Assigned task 1:
Answer these questions using the passage on hotel markets in Beirut and Cairo:
(a) What was Beirut's hotel occupancy rate by September 2018?
(b) To what amount did the average room rate of Beirut's 4 and 5 star hotels rise?
(c) By how many percentage points did occupancy in Cairo rise in the first 9 months of 2018?
Assigned task 2:
Reproduce the part of the passage on hotel markets in Beirut and Cairo starting at "According to the" and ending at "5- stars hotels.".

Selected passage:
[Start of section]
According to the latest report published by Ernst & Young, Beirut’s hotel occupancy rate fell yearly by 1.8 percentage points (p.p) to 63.6% by September 2018, compared to the same period last year. The average room rate (ARR) of Beirut’s 4 and 5 star hotels rose by a marginal 0.6% year-on-year (y-o-y) to $187. However the room’s yield (RevPAR) witnessed a yearly decrease by 2.1% to $119 by September 2018. The decrease in Lebanon’s Hotel occupancy rate since the beginning of the year continues to be affected by the yearly 5.45% decline in the number of Arab tourists in Q3 2018, knowing that Arabs are Lebanon’s largest spenders and are therefore stay in 4- and 5- stars hotels.
The hospitality market in Cairo, kept on witnessing one of the best performances in the first 9 months of the year 2018 as occupancy rose by 6 percentage points (p.p) compared to the same period last year, coupled with annual increases in ARR and RevPAR of 7.1% and 17% to $103 and $73, respectively. The growth in Cairo’s hospitality market can be attributed to the increasing stability on the political front government efforts to boost tourism through global touristic campaigns and improved security measures which have led to increased flight arrivals.
[End of section]
Information provided:
[Start of section]
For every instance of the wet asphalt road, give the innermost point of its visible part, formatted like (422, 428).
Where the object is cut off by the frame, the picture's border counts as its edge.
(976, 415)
[End of section]
Task result 1:
(a) 63.6%
(b) $187
(c) 6 percentage points

Task result 2:
According to the latest report published by Ernst & Young, Beirut’s hotel occupancy rate fell yearly by 1.8 percentage points (p.p) to 63.6% by September 2018, compared to the same period last year. The average room rate (ARR) of Beirut’s 4 and 5 star hotels rose by a marginal 0.6% year-on-year (y-o-y) to $187. However the room’s yield (RevPAR) witnessed a yearly decrease by 2.1% to $119 by September 2018. The decrease in Lebanon’s Hotel occupancy rate since the beginning of the year continues to be affected by the yearly 5.45% decline in the number of Arab tourists in Q3 2018, knowing that Arabs are Lebanon’s largest spenders and are therefore stay in 4- and 5- stars hotels.